SHORT EXERCISE: Can you update the data below by replacing "pin" with "marker" everywhere it appears and leaving everything else unchanged?

>> BEGIN SUPPLIED INFORMATION

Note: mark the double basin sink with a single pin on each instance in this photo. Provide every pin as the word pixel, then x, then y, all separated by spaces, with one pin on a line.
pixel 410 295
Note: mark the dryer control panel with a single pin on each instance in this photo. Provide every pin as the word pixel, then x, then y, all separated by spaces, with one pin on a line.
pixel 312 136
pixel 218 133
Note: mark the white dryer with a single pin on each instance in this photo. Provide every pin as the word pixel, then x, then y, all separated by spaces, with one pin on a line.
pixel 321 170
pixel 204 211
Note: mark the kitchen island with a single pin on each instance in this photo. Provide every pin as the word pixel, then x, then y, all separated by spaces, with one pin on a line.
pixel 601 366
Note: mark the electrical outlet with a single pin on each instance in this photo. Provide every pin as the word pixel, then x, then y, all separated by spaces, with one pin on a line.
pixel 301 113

>> END SUPPLIED INFORMATION

SOLUTION TO THIS TASK:
Note: mark the double basin sink with a single marker on each instance in this photo. Provide every marker as the word pixel, then x, then y, all separated by spaces, with one marker on a line.
pixel 410 295
Note: mark the dryer control panel with a single marker on each instance in this photo. Provide every marker as the word pixel, then x, then y, all separated by spaces, with one marker on a line.
pixel 312 136
pixel 218 133
Note: mark the white dryer with a single marker on each instance in this photo. Provide every marker as the word pixel, then x, then y, all separated by spaces, with one marker on a line.
pixel 321 170
pixel 204 211
Note: mark the kitchen island with a single marker on each instance in this photo. Provide every marker as the word pixel, then x, then y, all separated by spaces, with one marker on a line.
pixel 601 366
Note: mark the electrical outlet with a single marker on each instance in this photo. Provide every marker as the word pixel, then x, then y, all separated by spaces, with one marker on a line.
pixel 301 113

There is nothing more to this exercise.